··· Exercise materials

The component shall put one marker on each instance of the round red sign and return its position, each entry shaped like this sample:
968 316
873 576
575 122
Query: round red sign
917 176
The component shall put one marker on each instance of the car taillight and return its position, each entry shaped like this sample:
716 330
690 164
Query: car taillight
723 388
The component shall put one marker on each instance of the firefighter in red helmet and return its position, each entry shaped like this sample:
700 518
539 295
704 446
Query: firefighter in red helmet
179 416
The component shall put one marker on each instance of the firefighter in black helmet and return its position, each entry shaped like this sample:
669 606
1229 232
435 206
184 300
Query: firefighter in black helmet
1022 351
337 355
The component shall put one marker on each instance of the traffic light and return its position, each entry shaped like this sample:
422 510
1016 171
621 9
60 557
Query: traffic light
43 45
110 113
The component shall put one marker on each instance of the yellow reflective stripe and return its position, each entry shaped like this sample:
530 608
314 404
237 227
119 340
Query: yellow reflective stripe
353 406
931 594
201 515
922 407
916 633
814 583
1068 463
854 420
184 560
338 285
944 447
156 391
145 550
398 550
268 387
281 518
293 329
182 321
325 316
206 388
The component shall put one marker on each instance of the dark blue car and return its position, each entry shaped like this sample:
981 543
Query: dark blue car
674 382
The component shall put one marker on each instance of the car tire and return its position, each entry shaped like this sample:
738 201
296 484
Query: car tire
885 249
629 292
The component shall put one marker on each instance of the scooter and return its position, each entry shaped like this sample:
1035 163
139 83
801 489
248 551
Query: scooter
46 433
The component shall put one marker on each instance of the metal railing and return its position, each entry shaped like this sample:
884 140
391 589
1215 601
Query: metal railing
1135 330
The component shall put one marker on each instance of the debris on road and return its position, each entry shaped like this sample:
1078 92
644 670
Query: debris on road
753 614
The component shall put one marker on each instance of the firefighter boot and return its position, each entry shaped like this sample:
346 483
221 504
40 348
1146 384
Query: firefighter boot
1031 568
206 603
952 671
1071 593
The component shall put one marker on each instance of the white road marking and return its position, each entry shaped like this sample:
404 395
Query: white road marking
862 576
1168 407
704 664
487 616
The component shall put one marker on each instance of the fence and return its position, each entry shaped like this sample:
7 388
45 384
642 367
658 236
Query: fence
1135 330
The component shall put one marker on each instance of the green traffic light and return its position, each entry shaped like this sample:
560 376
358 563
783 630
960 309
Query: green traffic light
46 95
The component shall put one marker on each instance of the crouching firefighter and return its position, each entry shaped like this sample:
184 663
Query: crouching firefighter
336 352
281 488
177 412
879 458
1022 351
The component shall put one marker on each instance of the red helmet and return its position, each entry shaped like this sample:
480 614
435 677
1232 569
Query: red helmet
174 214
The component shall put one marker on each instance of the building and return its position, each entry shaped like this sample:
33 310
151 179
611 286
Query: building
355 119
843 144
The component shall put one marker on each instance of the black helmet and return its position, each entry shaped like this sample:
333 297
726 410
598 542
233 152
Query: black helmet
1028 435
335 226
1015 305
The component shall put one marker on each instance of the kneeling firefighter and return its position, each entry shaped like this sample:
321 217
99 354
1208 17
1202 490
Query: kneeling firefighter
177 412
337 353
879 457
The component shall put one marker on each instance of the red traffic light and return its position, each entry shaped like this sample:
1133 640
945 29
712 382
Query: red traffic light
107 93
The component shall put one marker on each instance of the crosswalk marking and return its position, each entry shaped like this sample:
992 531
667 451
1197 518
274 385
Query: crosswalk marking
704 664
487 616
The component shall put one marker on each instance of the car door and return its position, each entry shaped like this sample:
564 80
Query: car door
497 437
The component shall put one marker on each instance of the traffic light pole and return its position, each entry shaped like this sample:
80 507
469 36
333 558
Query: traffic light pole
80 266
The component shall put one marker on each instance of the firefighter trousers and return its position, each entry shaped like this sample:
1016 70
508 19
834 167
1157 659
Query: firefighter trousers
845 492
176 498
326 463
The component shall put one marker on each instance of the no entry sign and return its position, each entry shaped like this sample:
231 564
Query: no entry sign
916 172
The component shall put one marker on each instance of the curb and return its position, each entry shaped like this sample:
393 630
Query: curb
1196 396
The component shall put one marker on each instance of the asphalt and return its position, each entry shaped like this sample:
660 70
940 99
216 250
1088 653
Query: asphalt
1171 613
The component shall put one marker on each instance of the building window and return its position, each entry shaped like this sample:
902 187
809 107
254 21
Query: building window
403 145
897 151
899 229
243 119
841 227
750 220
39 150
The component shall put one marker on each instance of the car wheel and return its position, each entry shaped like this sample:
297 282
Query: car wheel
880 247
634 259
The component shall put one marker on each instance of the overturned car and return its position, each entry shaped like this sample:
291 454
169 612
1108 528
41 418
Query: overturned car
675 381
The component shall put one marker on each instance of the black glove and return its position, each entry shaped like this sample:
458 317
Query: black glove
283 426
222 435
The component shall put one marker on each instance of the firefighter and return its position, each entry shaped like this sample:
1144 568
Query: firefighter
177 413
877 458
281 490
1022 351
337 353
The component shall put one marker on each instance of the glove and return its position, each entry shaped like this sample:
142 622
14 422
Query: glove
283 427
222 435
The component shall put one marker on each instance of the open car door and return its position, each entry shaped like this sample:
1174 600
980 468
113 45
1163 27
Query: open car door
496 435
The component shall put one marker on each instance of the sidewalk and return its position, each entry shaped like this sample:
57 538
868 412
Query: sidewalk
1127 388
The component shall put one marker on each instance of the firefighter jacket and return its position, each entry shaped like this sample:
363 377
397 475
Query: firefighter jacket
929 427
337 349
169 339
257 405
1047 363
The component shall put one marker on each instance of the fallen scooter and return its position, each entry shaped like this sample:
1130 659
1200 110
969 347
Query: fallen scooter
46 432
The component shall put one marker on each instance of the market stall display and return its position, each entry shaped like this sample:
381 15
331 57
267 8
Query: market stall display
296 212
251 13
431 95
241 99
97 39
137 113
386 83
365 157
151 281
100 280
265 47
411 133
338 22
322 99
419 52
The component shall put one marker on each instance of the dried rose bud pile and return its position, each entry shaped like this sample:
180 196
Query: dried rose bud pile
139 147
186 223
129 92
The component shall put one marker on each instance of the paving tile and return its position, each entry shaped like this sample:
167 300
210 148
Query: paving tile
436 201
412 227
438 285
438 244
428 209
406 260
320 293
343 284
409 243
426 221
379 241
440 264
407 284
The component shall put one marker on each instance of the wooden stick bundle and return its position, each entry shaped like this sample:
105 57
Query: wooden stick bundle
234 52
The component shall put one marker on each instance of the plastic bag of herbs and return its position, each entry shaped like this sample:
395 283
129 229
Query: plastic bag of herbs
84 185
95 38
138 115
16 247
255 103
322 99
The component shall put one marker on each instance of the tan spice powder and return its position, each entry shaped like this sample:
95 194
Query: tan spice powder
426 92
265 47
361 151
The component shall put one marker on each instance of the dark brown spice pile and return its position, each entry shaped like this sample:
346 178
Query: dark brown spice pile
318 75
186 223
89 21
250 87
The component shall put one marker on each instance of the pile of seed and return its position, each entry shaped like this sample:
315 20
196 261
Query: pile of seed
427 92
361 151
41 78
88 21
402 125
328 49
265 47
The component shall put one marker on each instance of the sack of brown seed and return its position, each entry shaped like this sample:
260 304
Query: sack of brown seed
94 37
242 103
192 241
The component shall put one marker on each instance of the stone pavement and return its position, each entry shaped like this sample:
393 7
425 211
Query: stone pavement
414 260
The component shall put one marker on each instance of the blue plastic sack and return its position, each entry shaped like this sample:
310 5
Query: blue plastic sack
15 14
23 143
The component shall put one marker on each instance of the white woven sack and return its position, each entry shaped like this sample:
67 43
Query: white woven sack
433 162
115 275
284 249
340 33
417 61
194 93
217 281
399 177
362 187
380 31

······

Word for word, copy out the entries.

The component shall put one marker on each instance of the round red sign and return its position, each entry shaped like this sample:
968 316
873 576
575 122
Query: round red sign
917 176
The component shall put one marker on each instance of the car taillight and return its position, each entry shaped like this sample:
716 330
690 164
Query: car taillight
723 388
The component shall put one marker on each instance of the firefighter in red helmet and return its position, each entry shaped like this sample:
700 518
539 295
704 446
Query: firefighter in red helmet
179 416
The component shall put one marker on each instance of the firefighter in black helmet and return its position, each entry shaped like this sample:
669 606
1229 232
435 206
184 300
Query: firefighter in black helmet
1022 351
337 355
The component shall put one marker on each instance of the traffic light and return its position, each entry shaped like this sample:
422 510
1016 171
621 9
60 557
Query: traffic light
43 45
110 113
The component shall put one marker on each instance of the yellow reflective stripe and return its position, each entry shaped like this sample:
530 608
314 404
237 227
119 340
Query: yellow reflective stripe
353 406
931 594
201 515
922 407
916 633
814 583
1068 463
854 420
184 560
338 285
944 447
156 391
145 550
398 550
268 387
281 518
293 329
182 321
325 316
206 388
The component shall put one marker on each instance of the dark blue car and return its position, each entry shaped like this sample:
981 543
Query: dark blue car
674 382
The component shall put one marker on each instance of the car tire and return its position, each entry shaped like this sample:
738 201
296 484
Query: car tire
885 249
629 292
The component shall put one marker on each instance of the scooter and return its position, each entry shaped like this sample:
1035 163
139 83
801 489
248 551
Query: scooter
46 433
The component shall put one marker on each instance of the metal railing and return its position, each entry shaped like this sample:
884 140
391 589
1215 601
Query: metal railing
1135 330
The component shall put one marker on each instance of the debris on road and return its position, each entry shaped like this sample:
1078 92
644 670
Query: debris on road
753 614
The component shall put one marker on each instance of the firefighter boot and return its position, each entry shaped like this sample:
346 483
221 504
40 348
1146 384
Query: firefighter boot
1031 568
206 603
952 671
1071 593
The component shall put one marker on each instance of the white road marking and return its position, each entry shaped like this sample:
404 395
Query: white road marking
862 576
1168 407
704 664
487 616
The component shall put one marker on each instance of the fence and return its position, each entry shaped like this sample:
7 388
45 384
642 367
658 236
Query: fence
1135 330
The component shall put one marker on each instance of the green traffic light and return its position, each entry shaped like this sample:
560 376
358 563
783 630
960 309
Query: green traffic light
46 95
The component shall put one marker on each instance of the crouching firefighter and return its position, each entry shaped like this sample:
184 663
Query: crouching firefighter
336 352
281 488
177 412
879 458
1022 351
The component shall put one marker on each instance of the red helmet and return its position, each entry shaped like this sample:
480 614
435 677
1232 569
Query: red helmet
174 214
The component shall put one marker on each instance of the building and return its position, each entry shaped like this sample:
33 310
151 179
611 286
Query: building
355 119
843 144
The component shall put one marker on each instance of the black helmet and return its position, each entry shaped like this sample:
333 297
726 410
598 542
233 152
Query: black helmet
1028 435
335 226
1015 305
The component shall put one marker on each instance of the kneeling firefighter and return its position, each entry shaped like this sample:
321 217
99 354
1208 17
1202 490
Query: kneeling firefighter
177 412
337 353
879 457
The component shall put one marker on each instance of the red traffic light and return its position, each entry shaped like this sample:
1133 640
945 29
712 382
Query: red traffic light
107 93
The component shall put one marker on each instance of the crosswalk marking and return its position, each entry shaped like this sample:
992 531
667 451
1197 518
274 385
Query: crosswalk marking
704 664
487 616
The component shall put one marker on each instance of the car door and return its position, each entry shaped like this sample:
564 80
Query: car door
497 437
The component shall put one marker on each instance of the traffic light pole and return its position, each entry shaped like this sample:
80 507
469 36
333 558
Query: traffic light pole
80 266
The component shall put one marker on each instance of the firefighter trousers and return its position, each entry shaped like this sample:
1016 70
508 19
834 167
1157 659
Query: firefighter trousers
845 492
176 498
326 463
The component shall put one marker on each instance of the no entry sign and return its position, each entry shaped like this sample:
231 564
Query: no entry sign
916 172
The component shall put one marker on each instance of the curb and return its position, each entry shaped like this sample:
393 630
Query: curb
1196 396
The component shall put one marker on each instance of the asphalt and return its position, each entry shaped like this sample:
660 70
940 99
216 250
1088 653
Query: asphalt
1171 613
The component shall put one marker on each instance of the building window and return its position, each entry shaped like this sample:
902 187
809 107
254 21
Query: building window
403 145
897 151
899 229
243 119
841 227
750 220
39 150
The component shall put one marker on each instance of the car wheel and return its position, each entry shaped like this sample:
297 282
Query: car wheel
880 247
634 259
The component shall put one marker on each instance of the overturned car and return its position, each entry shaped like this sample:
291 454
169 612
1108 528
41 418
Query: overturned car
675 381
The component shall put one marker on each instance of the black glove and return its position, each entry shaped like this sample:
458 317
Query: black glove
283 426
222 435
The component shall put one marker on each instance of the firefighter and return its position, each entry shaped like this sample:
1144 568
Query: firefighter
177 413
877 458
281 490
1022 351
337 353
The component shall put one marker on each instance of the glove and return its position, each entry shaped like this sample:
142 622
14 422
Query: glove
283 427
222 435
The component shall put one marker on each instance of the open car door and return its position, each entry shaped like this sample:
1174 600
980 468
113 45
1163 27
Query: open car door
496 435
The component shall put one marker on each instance of the sidewalk and return its position, each entry shaped like this sample:
57 538
868 412
Query: sidewalk
1127 388
The component shall put one marker on each instance of the firefighter jacket and return its position, each entry shaped like this sample:
363 377
397 475
Query: firefighter jacket
929 427
337 349
169 339
257 405
1047 363
The component shall put one marker on each instance of the fallen scooter and return its position, each entry shaped like this sample:
1130 659
1200 110
969 347
Query: fallen scooter
46 432
The component shall put one marker on each instance of the market stall display and return its position, each entry shaped like this sample:
381 15
331 57
267 8
Query: market stall display
296 212
251 13
431 95
241 99
97 39
137 113
386 83
365 157
151 281
100 280
265 47
411 133
338 22
322 99
419 52
The component shall put one marker on each instance of the dried rose bud pile and return its position, each entry shaped like this sample:
180 196
Query: dried rose bud pile
139 147
186 223
129 92
The component shall put one marker on each instance of the paving tile and return its position, each entry shaped like this sample:
167 300
210 148
Query: paving tile
436 201
412 227
438 285
438 244
428 209
406 260
320 293
343 284
409 243
426 221
379 241
440 264
407 284
The component shall put one marker on each instance of the wooden stick bundle and return its position, each entry shaped like this sample:
105 57
Query: wooden stick bundle
234 52
The component shall put one marker on each instance of the plastic bag of herbs and return its position, each entry shaped like this sample:
395 283
129 229
Query: plastic bag of herbs
84 185
95 38
138 115
16 247
255 103
322 99
The component shall put one marker on each instance of the tan spice powder and return its position, each entry shaped like this sample:
95 194
Query: tan spice powder
426 92
265 47
361 151
The component shall put one marker on each instance of the dark brown spice pile and return its position, each entry shaped like this sample:
346 178
Query: dark brown spice pile
318 75
186 223
89 21
250 87
The component shall put one marker on each instance of the pile of seed and return its position, each entry shaped like this sample:
315 20
196 261
Query: pile of seed
427 92
361 151
41 78
88 21
402 125
328 49
265 47
The component shall put one marker on each instance of the sack of brown seed and return its position, each entry shaped like this sample:
260 304
Query: sack of brown seed
94 37
242 103
192 241
The component shall put one marker on each instance of the stone pavement and return its position, each entry shaped like this sample:
393 7
425 211
Query: stone pavement
414 260
The component shall put one marker on each instance of the blue plastic sack and return its position, each entry shaped like this sample:
310 5
Query: blue plastic sack
15 14
23 143
The component shall put one marker on each instance of the white woven sack and return its position, each entry shaped like this sample:
67 43
Query: white woven sack
433 162
115 275
284 249
340 33
417 61
194 93
217 281
399 177
362 187
380 31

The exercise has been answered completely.